━━━ Data extract ━━━
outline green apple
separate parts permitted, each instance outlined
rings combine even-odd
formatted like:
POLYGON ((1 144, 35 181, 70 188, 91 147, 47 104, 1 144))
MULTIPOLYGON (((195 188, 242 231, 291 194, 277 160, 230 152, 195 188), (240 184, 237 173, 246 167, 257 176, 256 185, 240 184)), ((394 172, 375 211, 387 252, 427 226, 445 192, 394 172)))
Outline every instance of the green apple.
━━━
- Your objective: Repeat every line of the listing above without any changes.

- Result for this task:
outline green apple
separate parts permitted, each instance outlined
rings combine even-odd
formatted like:
POLYGON ((1 144, 35 181, 70 188, 91 147, 47 104, 1 144))
MULTIPOLYGON (((195 188, 242 231, 291 194, 277 160, 230 152, 195 188), (240 184, 237 173, 246 167, 257 176, 256 185, 240 184)), ((394 172, 375 211, 387 252, 427 226, 445 192, 394 172)))
Outline every instance of the green apple.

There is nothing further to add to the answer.